| Stated task 1 |
In the excerpt on security operation states, why is there preferably no security mechanism for authorization in the second security operation state? Answer in one to three sentences.

>> BEGIN Excerpt

Fig. 4 is a diagram schematically illustrating the availability to sets of objects in the security operation states according to an embodiment. From a security operation state point of view, each security operation state has different criteria on availability to the different sets of objects. The different sets of objects are defined as described above, and the common feature within each set is in this context how it is treated from an availability perspective.

In the first security operation state, as described above, a first set of objects can be available, preferably with authorisation managed by a security mechanism of the first security operation state, while a second set of objects can be unavailable. A third set of objects is available with authorisation, managed by the security mechanism, and there can also be a fourth set of objects that are available without any authorisation. An example of an object of the first set is JTAG-based debug, e.g. authorized by BootRom software after presenting correct credentials in the first security operation state. An example of an object of the second set is register scan chip testing access via JTAG. An example of an object of the third set is enabling of radio, e.g. authorized by the BootRom software after presenting correctly signed code. Examples of objects of the fourth set are anything not involved in security, e.g. timers, universal asynchronous receiver/transmitter, etc. In the second security operation state, as described above, the first and second sets of objects are available, while the third set of objects is unavailable. There can also be a fourth set of objects that are available. Preferably, in the second security operation state, there is no security mechanism for authorisation. This makes test operation easier since distribution of any access codes, keys, etc. for test operation is not needed. Instead, the structure of a defined set that is unavailable in the second security operation state provides for security. Also, as described above, there can be mechanisms for preventing tampering of security when transitions between the security operation states are made.

From an object point of view, each object can be assigned to any of the categories defined by the object sets. Here, definition of the objects that are unavailable in the second security operation state is the most important improvement. As has been described above, there is provided a particular mechanism for this implemented by logic circuitry.

>> END Excerpt

| Stated task 2 |
Which lines of the entries below contain the word "white"? Copy each of them.

>> BEGIN Data records

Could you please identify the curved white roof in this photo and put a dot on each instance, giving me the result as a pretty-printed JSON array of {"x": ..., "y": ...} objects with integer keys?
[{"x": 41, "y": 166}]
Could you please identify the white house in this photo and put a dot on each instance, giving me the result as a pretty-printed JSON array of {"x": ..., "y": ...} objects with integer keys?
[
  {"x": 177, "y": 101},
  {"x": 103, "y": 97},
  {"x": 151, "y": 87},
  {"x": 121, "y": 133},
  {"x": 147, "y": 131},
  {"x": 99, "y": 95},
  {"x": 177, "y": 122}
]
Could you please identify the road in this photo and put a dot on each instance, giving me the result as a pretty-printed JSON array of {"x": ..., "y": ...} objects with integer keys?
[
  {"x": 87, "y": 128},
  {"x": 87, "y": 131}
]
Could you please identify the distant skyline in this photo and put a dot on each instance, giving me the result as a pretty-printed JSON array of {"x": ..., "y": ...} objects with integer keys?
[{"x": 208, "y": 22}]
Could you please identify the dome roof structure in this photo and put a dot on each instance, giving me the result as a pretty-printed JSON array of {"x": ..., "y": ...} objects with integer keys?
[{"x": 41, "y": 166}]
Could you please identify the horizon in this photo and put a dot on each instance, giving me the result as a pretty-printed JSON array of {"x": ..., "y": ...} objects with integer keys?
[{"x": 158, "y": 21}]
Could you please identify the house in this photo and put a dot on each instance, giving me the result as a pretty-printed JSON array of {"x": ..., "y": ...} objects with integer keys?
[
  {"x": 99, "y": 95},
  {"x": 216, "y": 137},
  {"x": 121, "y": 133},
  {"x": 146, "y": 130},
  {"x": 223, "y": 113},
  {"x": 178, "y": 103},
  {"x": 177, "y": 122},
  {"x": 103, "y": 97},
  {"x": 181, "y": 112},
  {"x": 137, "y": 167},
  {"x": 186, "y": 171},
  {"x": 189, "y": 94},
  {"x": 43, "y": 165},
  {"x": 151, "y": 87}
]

>> END Data records

| Response 1 |
Having no authorization mechanism makes test operation easier, since access codes, keys, and similar items don't have to be distributed for testing. Security in that state comes instead from the structure of a defined set of objects that is unavailable there.

| Response 2 |
Could you please identify the curved white roof in this photo and put a dot on each instance, giving me the result as a pretty-printed JSON array of {"x": ..., "y": ...} objects with integer keys?
Could you please identify the white house in this photo and put a dot on each instance, giving me the result as a pretty-printed JSON array of {"x": ..., "y": ...} objects with integer keys?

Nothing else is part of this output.